= AIM =
Rewrite every line of the listing below, putting "location" wherever "whereabouts" appears and leaving everything else the same.

Source data:
** start **
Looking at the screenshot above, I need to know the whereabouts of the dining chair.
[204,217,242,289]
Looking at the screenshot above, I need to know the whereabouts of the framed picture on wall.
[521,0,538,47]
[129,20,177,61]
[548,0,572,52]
** end **
= RESULT =
Looking at the screenshot above, I need to know the location of the dining chair.
[204,217,242,289]
Looking at the screenshot above, I need to know the location of the framed picture on wall.
[521,0,538,47]
[129,20,177,61]
[548,0,572,52]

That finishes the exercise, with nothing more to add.